> _Goal of the exercise_
Extend the article on speeding up deployments at Telenor, starting right after its final sentence.

> _Source_
____________________
In this article, I will share the 4 most significant changes we made to our platform and apps in Telenor in order for deploy new features as quickly as possible. These are not actually meant to be rules per se, but rather adjustments that has worked out very well for Telenor which I think can be applied in most organisations running OpenShift/Kubernetes or not.
Why does it matter?
I am by nature a very impatient person, and having to wait longer than necessary for a change is made until the end user can use it does not make sense to me. 🤷
From a business and economical perspective, shaving off idle/waiting time by even minutes has a great positive impact on the company when you multiply the number of code changes with the waiting time developers have to spend just waiting for features to be deployed, which in itself can be frustrating. Not to mention dependencies between teams. E.g. Team A has to deploy something to production that Team B requires in order to deploy their stuff. This inter-team dependency cost is often ignored in large organisations. 💰 Also worth mentioning is context switching involved if the waiting period becomes too great to just wait out so you have to start doing something else while waiting for a deployment.
There is no doubt that OpenShift has contributed hugely to the success of deploying apps in Telenor, but most of the points I make in this article are problems which are not solved by OpenShift. After reading and implementing these suggestions, you will be able to deploy code to production with confidence.
1. Don’t be scared of deploying to production
This is by far the most important experience and probably the one that cannot be solved with only technical improvements. If you have ever deployed code to production, you have most likely experienced the uncertainty that everything might not work as you expect. Often you have to assert that it works by doing some manual testing, and still you have some sense that it might not work for all end users. That has to stop, now.
The deployment dashboard
One of the big pain points related to deployments in Telenor, was that developers did not know exactly what changes were going into production. Running on OpenShift, we only knew that an app was being copied/promoted from the test cluster to the production cluster. If it was the same person who deployed to production all the time, he/she probably remembered what went into production the last time and could make an educated guess what would make up the next deployment.
However, if you want your whole team to deploy with great confidence, you need a way to visualize what is currently in production, what is currently in test and what will be deployed from test to production.
Our simple deployment dashboard is custom made, but there are other off the shelf products like Spinnaker and GitLab which provides what you need plus tons of other features. We did not want to invest a lot of time and resources into integrating something big, which is why we spent a couple of days creating a custom tailored dashboard which showed us what features were going to be deployed to production — it is like a to-do list with the tasks already completed, waiting to be ticked. ✔ Everyone can make one of these dashboards, and I would say it is a requirement if you want to deploy rapidly to production during daytime. ☀️
Implementation TLDR; We used Jenkins to build the image and set Git metadata on the app artifact, in our case, the container image. We could then use the OpenShift REST API to get the commit id from both the test and production cluster given a container image. Then we used the Bitbucket API to get the commits (diff) between the two commits and display them in the deployment dashboard. In that way developers would know at any time which changes would go into production based on the commit messages.
____________________
> _Listed entries_
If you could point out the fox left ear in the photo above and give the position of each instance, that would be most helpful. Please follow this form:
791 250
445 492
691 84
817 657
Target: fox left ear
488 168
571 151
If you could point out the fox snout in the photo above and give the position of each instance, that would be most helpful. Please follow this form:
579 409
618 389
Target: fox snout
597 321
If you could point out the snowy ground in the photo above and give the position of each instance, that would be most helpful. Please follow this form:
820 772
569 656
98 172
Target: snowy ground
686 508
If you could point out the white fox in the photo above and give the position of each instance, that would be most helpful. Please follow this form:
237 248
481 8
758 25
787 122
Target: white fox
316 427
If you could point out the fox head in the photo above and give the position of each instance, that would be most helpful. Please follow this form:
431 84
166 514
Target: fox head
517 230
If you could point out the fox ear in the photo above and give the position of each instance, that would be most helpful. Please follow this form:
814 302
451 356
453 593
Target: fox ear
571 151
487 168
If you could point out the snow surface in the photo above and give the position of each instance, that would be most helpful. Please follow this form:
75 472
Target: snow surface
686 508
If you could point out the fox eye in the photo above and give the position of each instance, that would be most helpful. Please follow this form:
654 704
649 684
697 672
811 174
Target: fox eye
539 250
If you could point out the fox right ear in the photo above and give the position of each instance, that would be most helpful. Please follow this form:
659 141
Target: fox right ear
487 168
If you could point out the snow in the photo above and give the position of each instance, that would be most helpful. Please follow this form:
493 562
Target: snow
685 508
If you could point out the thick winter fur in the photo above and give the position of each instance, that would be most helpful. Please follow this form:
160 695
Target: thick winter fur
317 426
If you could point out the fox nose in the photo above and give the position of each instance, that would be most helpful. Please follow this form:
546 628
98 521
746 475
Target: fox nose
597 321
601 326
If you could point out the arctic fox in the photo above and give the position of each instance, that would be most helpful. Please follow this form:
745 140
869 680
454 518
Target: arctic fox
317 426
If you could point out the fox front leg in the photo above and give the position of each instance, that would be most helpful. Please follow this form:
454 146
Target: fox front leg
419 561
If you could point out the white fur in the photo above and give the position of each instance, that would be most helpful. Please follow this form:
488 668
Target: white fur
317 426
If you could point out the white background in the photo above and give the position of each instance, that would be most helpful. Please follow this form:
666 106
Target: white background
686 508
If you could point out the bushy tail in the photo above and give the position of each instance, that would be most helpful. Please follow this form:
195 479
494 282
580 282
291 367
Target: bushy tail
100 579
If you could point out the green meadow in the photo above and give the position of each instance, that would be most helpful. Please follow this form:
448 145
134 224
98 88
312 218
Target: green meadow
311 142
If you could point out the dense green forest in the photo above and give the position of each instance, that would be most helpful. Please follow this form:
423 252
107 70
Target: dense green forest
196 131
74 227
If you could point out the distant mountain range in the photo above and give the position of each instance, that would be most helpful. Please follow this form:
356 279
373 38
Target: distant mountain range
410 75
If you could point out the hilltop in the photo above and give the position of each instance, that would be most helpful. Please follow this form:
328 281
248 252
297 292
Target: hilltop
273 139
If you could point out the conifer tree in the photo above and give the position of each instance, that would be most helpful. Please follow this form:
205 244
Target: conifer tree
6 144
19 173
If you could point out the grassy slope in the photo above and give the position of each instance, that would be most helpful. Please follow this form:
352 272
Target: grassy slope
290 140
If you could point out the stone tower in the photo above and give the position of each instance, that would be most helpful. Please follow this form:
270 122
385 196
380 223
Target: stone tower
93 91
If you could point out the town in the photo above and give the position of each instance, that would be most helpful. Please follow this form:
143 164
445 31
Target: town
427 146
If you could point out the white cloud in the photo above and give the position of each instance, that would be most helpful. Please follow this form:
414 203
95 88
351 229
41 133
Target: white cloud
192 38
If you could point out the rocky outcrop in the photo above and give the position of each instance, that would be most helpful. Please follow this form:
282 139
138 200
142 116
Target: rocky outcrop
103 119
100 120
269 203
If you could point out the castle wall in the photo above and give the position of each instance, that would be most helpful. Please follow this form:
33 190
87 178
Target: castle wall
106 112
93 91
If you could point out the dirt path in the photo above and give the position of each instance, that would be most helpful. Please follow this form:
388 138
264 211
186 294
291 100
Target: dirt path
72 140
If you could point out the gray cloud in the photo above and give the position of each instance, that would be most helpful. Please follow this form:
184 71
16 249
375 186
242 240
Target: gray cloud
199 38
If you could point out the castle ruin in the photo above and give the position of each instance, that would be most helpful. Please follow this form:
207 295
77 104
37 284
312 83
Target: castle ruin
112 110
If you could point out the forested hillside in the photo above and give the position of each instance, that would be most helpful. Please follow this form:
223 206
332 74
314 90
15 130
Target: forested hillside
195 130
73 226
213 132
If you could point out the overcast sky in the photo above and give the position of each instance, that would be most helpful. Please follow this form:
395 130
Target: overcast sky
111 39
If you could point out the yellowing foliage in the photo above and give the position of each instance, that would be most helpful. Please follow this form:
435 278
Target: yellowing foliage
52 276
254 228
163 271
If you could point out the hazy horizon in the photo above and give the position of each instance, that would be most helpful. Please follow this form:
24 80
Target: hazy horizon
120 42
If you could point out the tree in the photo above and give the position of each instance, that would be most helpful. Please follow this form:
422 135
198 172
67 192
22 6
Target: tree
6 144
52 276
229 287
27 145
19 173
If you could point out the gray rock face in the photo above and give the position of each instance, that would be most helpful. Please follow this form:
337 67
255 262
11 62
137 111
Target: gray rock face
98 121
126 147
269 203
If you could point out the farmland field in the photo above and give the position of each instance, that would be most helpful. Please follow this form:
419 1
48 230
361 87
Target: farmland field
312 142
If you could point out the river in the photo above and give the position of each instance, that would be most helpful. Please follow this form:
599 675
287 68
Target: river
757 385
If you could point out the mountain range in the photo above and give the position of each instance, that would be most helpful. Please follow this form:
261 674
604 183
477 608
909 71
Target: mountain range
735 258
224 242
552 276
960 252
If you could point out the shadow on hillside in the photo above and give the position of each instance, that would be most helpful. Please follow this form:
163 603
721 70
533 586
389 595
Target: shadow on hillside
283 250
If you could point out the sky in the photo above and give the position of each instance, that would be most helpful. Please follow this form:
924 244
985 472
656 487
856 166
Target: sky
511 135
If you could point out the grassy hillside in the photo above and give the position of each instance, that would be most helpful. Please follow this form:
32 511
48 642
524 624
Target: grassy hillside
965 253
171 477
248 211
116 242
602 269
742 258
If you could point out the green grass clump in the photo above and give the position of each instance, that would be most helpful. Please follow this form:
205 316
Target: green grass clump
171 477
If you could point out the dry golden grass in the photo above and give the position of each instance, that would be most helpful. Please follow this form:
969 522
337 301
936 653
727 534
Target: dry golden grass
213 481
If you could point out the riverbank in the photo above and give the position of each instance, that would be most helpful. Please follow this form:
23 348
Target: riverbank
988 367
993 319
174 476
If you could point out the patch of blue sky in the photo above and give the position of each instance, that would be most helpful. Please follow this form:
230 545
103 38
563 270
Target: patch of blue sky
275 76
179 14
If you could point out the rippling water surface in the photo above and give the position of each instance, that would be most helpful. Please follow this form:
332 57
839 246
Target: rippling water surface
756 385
____________________
> _Task answer_
2. Make your Git workflow as simple as possible
Adopting Gitflow workflow has some benefits, but it introduces even more problems:
• Manual work creating and merging feature, release and hotfix branches into develop and master branches — do we really need 5 different branch types? 🤯
• Cumbersome versioning work — do you really need to version the Git branch of a web app and microservices if it is backwards compatible? OpenShift also provides rollback mechanisms if a «release» needs to reverted
• Release branches all too often become enormous and the release date is usually set beforehand, creating greater risk when deploying because everything has to be perfectly in sync, which is hard in a big organization
We decided to follow an increasingly popular trunk based development model. If we take advantage of short lived branches which gets merged into master as soon as the feature is ready, we can spend less time wrapping our heads around the current state of all Git branches, and more time creating new useful features. This requires one to only merge production-ready code to the master branch. It took a couple of weeks with trial and error before everything went smooth and the learning curve somewhat steep, but in the end, trunk based development has been the standard for all future apps deployed on OpenShift.
3. Build your app using the right tools
Whenever you make a change to the code and push it to version control, it should be built immediately after to shorten the feedback loop in order to shift left to detect problems as early as possible. In short, shift left is a practice in which software components are small and will be built, tested and deployed as soon as possible to prevent surprises at the end of a development cycle.
Most organisations have a CI server which builds the applications, which is something you should continue doing. What we need to look at is the tools used to build the deployable artifacts.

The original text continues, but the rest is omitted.